EXERCISE INSTRUCTIONS:
Give back the line in the listing below that contains "Your task is to find every instance of playground" and all remaining lines, retyped exactly, through the last line.

DATA FOR ANALYSIS:
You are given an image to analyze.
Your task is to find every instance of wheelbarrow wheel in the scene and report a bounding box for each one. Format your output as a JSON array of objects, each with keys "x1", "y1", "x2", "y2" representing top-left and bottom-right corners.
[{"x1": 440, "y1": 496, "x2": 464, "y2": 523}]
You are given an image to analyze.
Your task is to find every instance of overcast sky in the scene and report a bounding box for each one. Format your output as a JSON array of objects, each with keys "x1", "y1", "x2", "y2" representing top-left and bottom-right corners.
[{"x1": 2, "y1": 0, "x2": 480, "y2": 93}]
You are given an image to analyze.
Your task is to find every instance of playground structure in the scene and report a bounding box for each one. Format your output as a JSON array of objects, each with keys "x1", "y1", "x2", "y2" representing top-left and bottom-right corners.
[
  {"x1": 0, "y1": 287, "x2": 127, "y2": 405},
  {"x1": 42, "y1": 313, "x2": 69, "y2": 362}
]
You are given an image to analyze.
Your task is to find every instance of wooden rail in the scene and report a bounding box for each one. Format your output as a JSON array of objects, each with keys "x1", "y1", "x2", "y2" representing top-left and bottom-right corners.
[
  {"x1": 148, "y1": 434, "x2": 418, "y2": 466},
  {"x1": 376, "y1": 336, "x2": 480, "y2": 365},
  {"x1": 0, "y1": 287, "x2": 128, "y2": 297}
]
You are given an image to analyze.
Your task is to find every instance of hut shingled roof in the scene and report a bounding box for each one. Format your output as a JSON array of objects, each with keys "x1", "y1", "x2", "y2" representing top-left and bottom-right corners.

RESPONSE BOX:
Your task is to find every instance of playground structure in the scene and report a bounding box for each one. Format your output as a JSON array of objects, each with keys "x1", "y1", "x2", "y2" representing top-left and bottom-right corners.
[
  {"x1": 0, "y1": 287, "x2": 127, "y2": 405},
  {"x1": 42, "y1": 313, "x2": 69, "y2": 362}
]
You are given an image to analyze.
Your task is to find every instance of wooden rail in the scene and report a bounding box for each one. Format your output as a JSON array of objects, each with keys "x1", "y1", "x2", "y2" representing top-left and bottom-right corners.
[
  {"x1": 148, "y1": 434, "x2": 418, "y2": 466},
  {"x1": 376, "y1": 336, "x2": 480, "y2": 365},
  {"x1": 0, "y1": 287, "x2": 128, "y2": 297}
]
You are given an image to analyze.
Your task is to find every instance of hut shingled roof in the scene and report a bounding box for each one. Format your output as a JSON array of objects, each with keys "x1", "y1", "x2", "y2" representing top-left and bottom-right corners.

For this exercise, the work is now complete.